Retrospectiva:
Quatro estações de lá pra cá.

A primeira edição do “Raízes” brotou sem que ninguém esperasse por ela.
Primavera de 2023. - São Carlos
Encontro bom, reverberou adiante.
Daí o verão, ano novo, “Vento em Popa”
Oportunidade de estar na Ilha - só estando lá pra saber:
Gamboa, Penha, Amoreiras, Misericórdia,Barra Grande
Ponta de Areia.
Fim de verão, começo de outono,
Vivência com Mestre Jaime de Mar Grande para acabar com a saudade: Angola na roda.
Inverno de 2024 - Rio Claro
Mandinga de angola, festa com motivo para comemorar.
Primavera de 2024 - Quem esperava?
Segunda edição do “RAÍZES QUE VEM DE LONGE”, mesmo neste tempo seco - REGANDO AS NOSSAS RAÍZES.
Confira a Programação

O que é o evento?

Raízes - Regar aquilo que vai crescer na gente.

────

TAREFA ESCRITA 1: Reproduza fielmente, do texto sobre o evento Raízes, o trecho que vai de “Primavera de 2023.” até “motivo para comemorar.”.
TAREFA ESCRITA 2: Liste todos os lugares enumerados no texto sobre o evento Raízes logo depois de “só estando lá pra saber:”.
As linhas vêm de uma fonte diferente da do texto.

LINHAS FORNECIDAS:

────

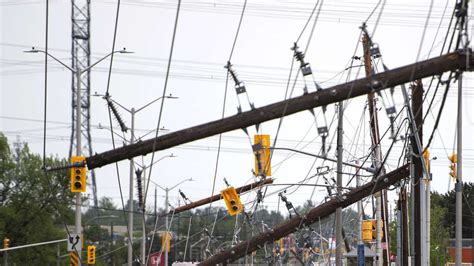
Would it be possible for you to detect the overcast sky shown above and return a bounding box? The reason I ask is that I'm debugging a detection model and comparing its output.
[0,0,474,216]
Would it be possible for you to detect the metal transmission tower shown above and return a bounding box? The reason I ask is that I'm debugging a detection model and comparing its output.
[69,0,98,208]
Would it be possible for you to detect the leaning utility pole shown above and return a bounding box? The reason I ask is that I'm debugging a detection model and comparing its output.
[455,72,462,266]
[336,102,344,265]
[86,51,474,169]
[362,32,385,266]
[69,0,98,208]
[170,178,273,215]
[411,80,424,265]
[200,165,409,265]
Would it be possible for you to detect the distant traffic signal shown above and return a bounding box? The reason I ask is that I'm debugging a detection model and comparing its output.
[87,246,95,264]
[71,156,87,192]
[362,219,383,242]
[221,187,244,216]
[161,232,171,252]
[448,153,458,178]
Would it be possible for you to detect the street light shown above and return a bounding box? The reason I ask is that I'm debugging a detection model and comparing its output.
[24,47,132,259]
[94,94,178,265]
[153,177,194,265]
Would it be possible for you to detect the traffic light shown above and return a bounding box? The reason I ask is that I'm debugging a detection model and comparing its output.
[221,187,244,216]
[362,220,375,242]
[252,135,272,176]
[71,156,87,192]
[161,232,171,252]
[448,153,458,178]
[362,219,383,242]
[3,237,10,248]
[87,246,95,264]
[423,149,430,174]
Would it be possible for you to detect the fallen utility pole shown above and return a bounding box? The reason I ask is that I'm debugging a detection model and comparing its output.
[169,178,273,214]
[86,51,474,169]
[411,80,425,265]
[200,164,409,265]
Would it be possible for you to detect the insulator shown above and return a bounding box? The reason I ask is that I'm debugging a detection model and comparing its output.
[104,96,128,132]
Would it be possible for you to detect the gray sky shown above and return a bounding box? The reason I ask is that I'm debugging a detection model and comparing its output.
[0,0,474,215]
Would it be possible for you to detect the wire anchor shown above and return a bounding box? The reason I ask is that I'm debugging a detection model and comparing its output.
[224,61,259,135]
[278,192,299,219]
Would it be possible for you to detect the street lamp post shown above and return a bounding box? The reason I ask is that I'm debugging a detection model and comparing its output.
[94,94,178,266]
[153,178,194,266]
[25,47,132,260]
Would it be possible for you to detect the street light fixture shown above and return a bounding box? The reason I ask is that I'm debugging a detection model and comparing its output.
[94,93,178,265]
[24,47,132,259]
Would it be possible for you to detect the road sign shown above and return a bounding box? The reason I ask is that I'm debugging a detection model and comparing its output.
[67,234,82,251]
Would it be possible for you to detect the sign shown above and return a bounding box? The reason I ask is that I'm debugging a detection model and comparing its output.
[357,244,365,266]
[67,234,82,251]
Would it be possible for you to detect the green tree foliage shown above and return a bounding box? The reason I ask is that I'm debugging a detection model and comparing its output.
[439,183,474,238]
[0,133,74,265]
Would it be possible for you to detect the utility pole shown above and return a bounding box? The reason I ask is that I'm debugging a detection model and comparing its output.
[75,68,82,264]
[86,51,474,169]
[127,107,135,266]
[170,178,273,214]
[165,187,169,266]
[399,186,409,266]
[362,32,384,266]
[455,72,463,266]
[336,101,344,266]
[69,0,98,210]
[411,80,425,265]
[200,165,409,266]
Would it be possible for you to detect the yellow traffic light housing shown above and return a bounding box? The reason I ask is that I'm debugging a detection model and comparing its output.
[253,135,272,176]
[161,232,171,253]
[362,219,384,242]
[87,246,95,264]
[362,220,375,242]
[448,153,458,178]
[71,156,87,192]
[221,187,244,216]
[3,237,10,248]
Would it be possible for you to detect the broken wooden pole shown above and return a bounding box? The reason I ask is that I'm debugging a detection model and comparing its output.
[169,178,273,214]
[199,164,409,265]
[86,51,474,169]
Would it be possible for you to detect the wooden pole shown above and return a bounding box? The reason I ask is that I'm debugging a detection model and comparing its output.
[169,178,273,214]
[411,80,423,265]
[362,33,390,265]
[200,165,409,265]
[86,52,474,169]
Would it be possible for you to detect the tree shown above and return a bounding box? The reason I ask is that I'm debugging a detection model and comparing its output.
[0,133,74,265]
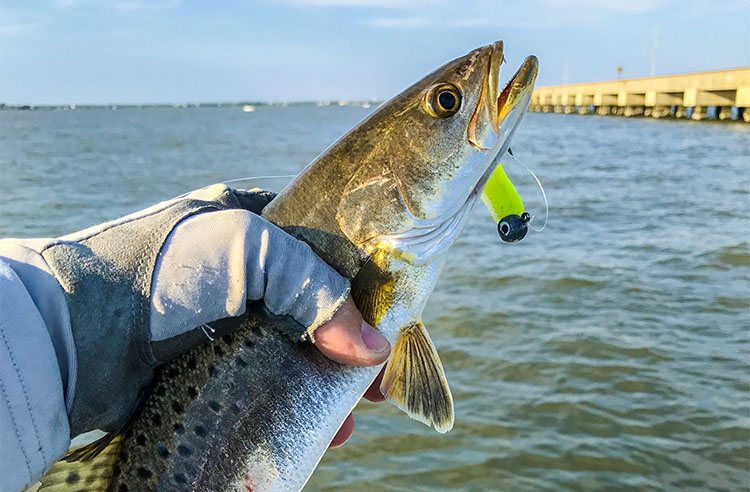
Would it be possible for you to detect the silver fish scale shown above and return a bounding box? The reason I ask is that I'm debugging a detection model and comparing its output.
[111,306,379,492]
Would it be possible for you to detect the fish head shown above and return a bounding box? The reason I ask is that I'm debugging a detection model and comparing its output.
[337,42,538,261]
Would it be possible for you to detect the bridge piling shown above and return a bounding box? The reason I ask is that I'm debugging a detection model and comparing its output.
[529,68,750,123]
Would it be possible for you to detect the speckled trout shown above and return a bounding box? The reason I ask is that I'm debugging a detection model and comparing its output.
[42,42,537,492]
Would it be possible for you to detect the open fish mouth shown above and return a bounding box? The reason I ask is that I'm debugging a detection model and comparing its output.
[467,51,539,202]
[378,50,539,262]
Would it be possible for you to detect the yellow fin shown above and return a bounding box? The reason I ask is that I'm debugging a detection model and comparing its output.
[380,322,453,433]
[37,436,122,492]
[351,250,396,327]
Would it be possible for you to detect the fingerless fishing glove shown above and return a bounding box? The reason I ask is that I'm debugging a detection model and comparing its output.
[0,185,349,488]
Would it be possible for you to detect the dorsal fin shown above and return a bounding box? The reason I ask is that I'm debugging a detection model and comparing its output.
[37,436,122,492]
[380,321,453,433]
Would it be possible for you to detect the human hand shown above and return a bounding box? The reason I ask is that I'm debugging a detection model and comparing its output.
[315,296,391,448]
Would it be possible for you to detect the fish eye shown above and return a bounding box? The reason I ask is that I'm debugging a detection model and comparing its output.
[425,83,461,118]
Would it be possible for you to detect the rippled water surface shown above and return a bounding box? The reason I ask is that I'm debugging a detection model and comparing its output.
[0,106,750,491]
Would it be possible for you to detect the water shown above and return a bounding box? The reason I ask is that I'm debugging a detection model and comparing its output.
[0,107,750,491]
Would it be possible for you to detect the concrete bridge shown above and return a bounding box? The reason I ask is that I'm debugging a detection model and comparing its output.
[529,68,750,123]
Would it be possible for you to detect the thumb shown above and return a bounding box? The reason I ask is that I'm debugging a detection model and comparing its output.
[315,296,391,366]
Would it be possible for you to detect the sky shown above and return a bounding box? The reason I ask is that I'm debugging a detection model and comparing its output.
[0,0,750,104]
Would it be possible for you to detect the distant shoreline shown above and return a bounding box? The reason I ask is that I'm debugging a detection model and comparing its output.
[0,100,382,111]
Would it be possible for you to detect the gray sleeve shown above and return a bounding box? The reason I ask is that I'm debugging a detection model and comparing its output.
[0,256,70,491]
[151,209,349,341]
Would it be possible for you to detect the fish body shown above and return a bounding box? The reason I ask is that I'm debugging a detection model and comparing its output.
[42,42,537,492]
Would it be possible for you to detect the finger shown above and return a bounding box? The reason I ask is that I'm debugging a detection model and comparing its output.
[365,367,385,402]
[328,414,354,448]
[315,297,391,366]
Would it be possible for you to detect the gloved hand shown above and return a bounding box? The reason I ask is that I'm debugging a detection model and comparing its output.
[0,185,390,492]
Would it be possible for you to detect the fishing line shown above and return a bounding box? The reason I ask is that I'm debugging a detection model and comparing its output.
[222,174,297,184]
[508,149,549,232]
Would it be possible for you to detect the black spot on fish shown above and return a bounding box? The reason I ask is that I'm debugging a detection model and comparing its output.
[156,442,169,458]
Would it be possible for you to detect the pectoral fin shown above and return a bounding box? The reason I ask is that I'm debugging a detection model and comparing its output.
[38,436,121,492]
[380,322,453,433]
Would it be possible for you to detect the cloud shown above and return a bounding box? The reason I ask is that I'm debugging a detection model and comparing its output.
[368,17,433,28]
[0,22,39,37]
[0,10,41,38]
[286,0,437,10]
[55,0,182,14]
[364,0,668,29]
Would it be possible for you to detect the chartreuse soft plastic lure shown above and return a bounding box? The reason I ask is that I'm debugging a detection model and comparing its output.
[482,158,531,243]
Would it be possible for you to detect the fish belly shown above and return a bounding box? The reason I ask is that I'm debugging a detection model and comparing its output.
[111,312,392,492]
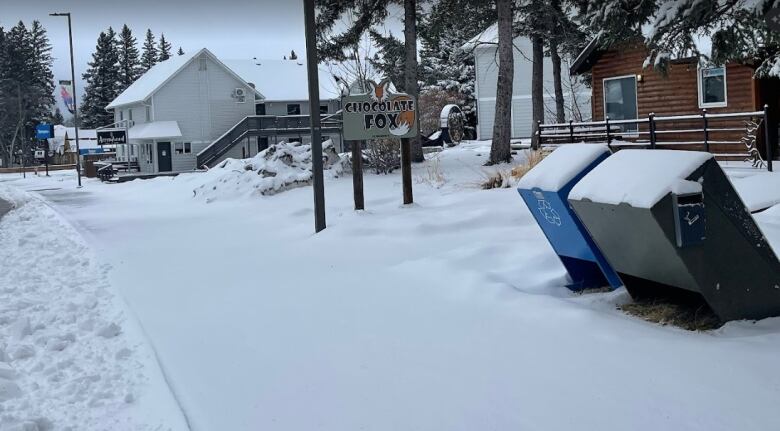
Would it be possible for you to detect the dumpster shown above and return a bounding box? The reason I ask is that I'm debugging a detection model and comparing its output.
[517,144,622,291]
[569,150,780,321]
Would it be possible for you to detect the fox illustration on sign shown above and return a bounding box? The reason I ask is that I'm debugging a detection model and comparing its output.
[343,80,417,140]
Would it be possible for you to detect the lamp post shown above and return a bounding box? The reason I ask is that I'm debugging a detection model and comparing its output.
[49,12,81,187]
[303,0,325,232]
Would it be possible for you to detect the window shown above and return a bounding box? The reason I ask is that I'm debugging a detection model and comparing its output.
[604,75,637,132]
[173,142,192,154]
[699,67,726,108]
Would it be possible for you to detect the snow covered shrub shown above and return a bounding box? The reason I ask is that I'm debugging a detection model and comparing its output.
[511,149,549,180]
[193,141,346,202]
[481,149,549,190]
[365,139,401,174]
[418,154,447,189]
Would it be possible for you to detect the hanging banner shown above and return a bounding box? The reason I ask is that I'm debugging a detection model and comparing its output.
[97,129,127,145]
[60,81,75,114]
[343,81,417,141]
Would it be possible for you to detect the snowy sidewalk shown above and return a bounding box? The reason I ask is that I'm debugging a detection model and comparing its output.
[0,199,14,218]
[0,185,187,431]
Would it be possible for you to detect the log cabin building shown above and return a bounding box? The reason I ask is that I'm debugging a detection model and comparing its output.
[570,39,780,158]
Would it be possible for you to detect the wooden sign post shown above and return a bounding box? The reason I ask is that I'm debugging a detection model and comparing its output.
[350,141,366,211]
[342,80,419,209]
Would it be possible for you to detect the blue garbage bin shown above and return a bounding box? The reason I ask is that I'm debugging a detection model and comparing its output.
[517,144,623,291]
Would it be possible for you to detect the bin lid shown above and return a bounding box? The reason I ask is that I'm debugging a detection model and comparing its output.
[569,149,713,208]
[518,144,609,192]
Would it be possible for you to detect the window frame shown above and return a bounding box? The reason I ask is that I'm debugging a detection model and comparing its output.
[287,103,303,115]
[696,65,729,109]
[601,74,639,134]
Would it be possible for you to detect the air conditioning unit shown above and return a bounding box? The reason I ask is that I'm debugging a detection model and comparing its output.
[233,88,246,103]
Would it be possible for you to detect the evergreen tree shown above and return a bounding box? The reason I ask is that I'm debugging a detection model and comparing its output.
[80,27,121,129]
[0,21,54,165]
[117,24,141,93]
[316,0,424,161]
[488,0,515,164]
[141,29,157,72]
[369,31,406,90]
[157,33,171,62]
[646,0,780,78]
[420,0,497,136]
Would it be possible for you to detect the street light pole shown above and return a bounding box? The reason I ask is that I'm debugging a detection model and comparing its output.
[303,0,325,232]
[49,12,81,187]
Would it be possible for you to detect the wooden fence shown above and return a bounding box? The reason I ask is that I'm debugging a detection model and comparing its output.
[536,106,777,171]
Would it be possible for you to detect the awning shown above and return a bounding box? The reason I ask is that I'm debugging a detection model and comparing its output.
[127,121,181,141]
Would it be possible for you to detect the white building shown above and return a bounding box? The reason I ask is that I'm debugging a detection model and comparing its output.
[463,24,591,139]
[106,48,339,172]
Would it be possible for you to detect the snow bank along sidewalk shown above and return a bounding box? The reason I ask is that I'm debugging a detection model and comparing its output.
[0,199,14,218]
[0,186,186,430]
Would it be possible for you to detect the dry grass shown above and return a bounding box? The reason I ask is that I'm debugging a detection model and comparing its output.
[480,149,549,190]
[619,299,724,331]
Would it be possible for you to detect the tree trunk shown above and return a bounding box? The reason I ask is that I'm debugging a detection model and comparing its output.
[550,40,566,123]
[531,35,544,150]
[488,0,515,164]
[404,0,425,162]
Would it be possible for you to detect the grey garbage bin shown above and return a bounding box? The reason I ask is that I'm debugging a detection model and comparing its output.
[569,150,780,321]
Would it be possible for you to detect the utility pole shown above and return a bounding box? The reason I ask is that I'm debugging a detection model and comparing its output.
[49,12,81,188]
[303,0,325,232]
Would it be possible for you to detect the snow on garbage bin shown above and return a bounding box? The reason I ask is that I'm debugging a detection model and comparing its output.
[569,150,780,321]
[517,144,622,290]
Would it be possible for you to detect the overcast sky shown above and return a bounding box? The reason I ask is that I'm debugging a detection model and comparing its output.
[0,0,400,116]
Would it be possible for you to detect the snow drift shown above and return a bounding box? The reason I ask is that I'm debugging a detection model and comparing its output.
[193,140,347,202]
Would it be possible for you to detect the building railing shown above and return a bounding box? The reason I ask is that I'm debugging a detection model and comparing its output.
[197,111,341,167]
[536,105,777,172]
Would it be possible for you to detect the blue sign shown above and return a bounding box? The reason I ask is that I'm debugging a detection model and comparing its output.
[35,124,54,139]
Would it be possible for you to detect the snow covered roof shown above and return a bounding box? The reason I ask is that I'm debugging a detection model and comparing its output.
[569,150,713,208]
[106,48,262,109]
[517,144,609,192]
[127,121,181,140]
[106,48,339,109]
[569,24,712,75]
[222,59,339,101]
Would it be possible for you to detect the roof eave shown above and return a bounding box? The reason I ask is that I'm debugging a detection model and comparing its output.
[569,35,601,75]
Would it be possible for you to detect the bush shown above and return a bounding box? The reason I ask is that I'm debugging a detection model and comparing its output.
[365,139,401,174]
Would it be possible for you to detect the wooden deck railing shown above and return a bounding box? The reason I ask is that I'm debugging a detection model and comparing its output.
[536,106,777,171]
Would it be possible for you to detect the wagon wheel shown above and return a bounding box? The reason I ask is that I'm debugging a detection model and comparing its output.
[447,109,466,145]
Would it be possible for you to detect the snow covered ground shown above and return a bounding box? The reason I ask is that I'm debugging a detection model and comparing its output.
[0,187,186,431]
[0,143,780,431]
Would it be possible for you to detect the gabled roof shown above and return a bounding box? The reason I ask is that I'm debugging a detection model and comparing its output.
[569,24,712,75]
[106,48,263,109]
[223,59,339,101]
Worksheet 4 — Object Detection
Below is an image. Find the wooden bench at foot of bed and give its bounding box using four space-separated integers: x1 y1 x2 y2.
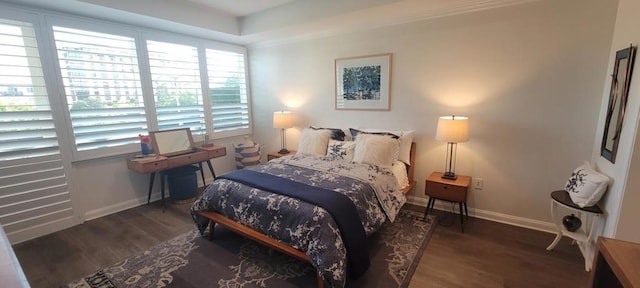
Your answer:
198 211 324 288
198 143 416 288
198 181 416 288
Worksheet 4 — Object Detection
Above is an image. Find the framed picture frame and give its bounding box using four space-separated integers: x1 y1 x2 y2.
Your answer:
335 53 391 111
600 45 636 163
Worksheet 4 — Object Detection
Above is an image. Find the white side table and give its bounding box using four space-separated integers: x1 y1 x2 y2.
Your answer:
547 190 603 271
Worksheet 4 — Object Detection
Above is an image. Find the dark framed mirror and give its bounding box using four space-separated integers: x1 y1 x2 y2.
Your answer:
600 46 636 163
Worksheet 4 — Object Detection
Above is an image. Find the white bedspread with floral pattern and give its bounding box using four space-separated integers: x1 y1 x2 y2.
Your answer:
191 155 406 287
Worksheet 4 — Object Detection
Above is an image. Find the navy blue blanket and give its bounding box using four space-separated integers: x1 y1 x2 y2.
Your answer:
218 170 370 278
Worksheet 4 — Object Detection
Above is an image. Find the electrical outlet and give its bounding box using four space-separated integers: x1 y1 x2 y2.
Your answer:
473 178 484 190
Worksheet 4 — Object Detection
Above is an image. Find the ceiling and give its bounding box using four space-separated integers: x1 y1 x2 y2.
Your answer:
0 0 536 46
185 0 295 17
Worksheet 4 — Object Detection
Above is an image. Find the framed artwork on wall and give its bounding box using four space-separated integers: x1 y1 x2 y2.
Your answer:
600 45 636 163
335 54 391 111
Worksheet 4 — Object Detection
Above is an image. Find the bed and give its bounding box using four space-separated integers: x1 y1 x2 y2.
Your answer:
191 129 415 287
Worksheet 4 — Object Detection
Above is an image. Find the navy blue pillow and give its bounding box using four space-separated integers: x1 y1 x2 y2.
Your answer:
309 126 347 141
349 128 400 141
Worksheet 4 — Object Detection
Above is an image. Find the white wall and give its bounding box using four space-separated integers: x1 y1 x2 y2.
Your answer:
593 0 640 242
249 0 616 229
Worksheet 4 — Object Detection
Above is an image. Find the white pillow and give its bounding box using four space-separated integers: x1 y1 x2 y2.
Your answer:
353 134 400 168
361 129 414 165
391 161 409 189
564 161 609 207
327 139 356 160
297 128 331 156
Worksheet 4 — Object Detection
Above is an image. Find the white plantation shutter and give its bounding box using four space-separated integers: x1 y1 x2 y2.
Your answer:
0 20 59 161
53 26 147 156
0 19 79 242
206 49 249 133
147 40 206 134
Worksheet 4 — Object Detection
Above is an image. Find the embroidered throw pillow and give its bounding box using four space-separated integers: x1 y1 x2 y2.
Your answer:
309 126 348 141
297 128 331 156
327 139 356 160
353 133 400 168
564 161 609 207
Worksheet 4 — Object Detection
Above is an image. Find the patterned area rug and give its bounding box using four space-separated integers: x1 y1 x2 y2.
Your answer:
68 210 435 288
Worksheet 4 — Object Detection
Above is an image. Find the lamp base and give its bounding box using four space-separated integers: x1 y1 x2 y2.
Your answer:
441 172 458 180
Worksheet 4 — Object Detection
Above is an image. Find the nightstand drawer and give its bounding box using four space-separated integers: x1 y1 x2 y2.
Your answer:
425 181 467 202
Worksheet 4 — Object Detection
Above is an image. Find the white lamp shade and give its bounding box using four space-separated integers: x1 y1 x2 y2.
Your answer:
273 111 293 129
436 116 469 143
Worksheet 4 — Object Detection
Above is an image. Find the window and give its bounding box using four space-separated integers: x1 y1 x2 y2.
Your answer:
206 49 249 134
53 26 147 155
147 41 206 134
0 19 59 161
0 15 79 239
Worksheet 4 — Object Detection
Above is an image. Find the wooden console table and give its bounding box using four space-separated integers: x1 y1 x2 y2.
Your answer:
591 237 640 288
127 145 227 208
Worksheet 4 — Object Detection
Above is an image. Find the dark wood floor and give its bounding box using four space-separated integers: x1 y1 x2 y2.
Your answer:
14 203 589 288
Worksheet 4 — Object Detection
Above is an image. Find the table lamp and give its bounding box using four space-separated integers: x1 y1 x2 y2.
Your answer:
273 111 293 154
436 116 469 180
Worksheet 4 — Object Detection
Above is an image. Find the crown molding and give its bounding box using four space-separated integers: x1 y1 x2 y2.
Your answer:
245 0 540 49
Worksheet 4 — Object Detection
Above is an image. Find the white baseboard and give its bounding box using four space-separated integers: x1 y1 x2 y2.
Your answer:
407 196 557 234
84 193 166 221
7 216 79 245
84 175 213 221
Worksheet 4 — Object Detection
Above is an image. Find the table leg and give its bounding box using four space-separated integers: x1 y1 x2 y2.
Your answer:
147 172 156 205
458 202 464 233
207 159 216 180
464 202 469 220
547 200 562 251
160 173 166 212
198 162 207 187
424 197 433 220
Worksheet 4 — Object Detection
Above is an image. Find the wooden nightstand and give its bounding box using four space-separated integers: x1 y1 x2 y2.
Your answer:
267 150 296 161
424 172 471 233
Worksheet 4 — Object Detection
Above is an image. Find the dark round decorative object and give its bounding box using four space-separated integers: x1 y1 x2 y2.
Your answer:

────

RESPOSTA FINAL 1:
Primavera de 2023. - São Carlos
Encontro bom, reverberou adiante.
Daí o verão, ano novo, “Vento em Popa”
Oportunidade de estar na Ilha - só estando lá pra saber:
Gamboa, Penha, Amoreiras, Misericórdia,Barra Grande
Ponta de Areia.
Fim de verão, começo de outono,
Vivência com Mestre Jaime de Mar Grande para acabar com a saudade: Angola na roda.
Inverno de 2024 - Rio Claro
Mandinga de angola, festa com motivo para comemorar.

RESPOSTA FINAL 2:
- Gamboa
- Penha
- Amoreiras
- Misericórdia
- Barra Grande
- Ponta de Areia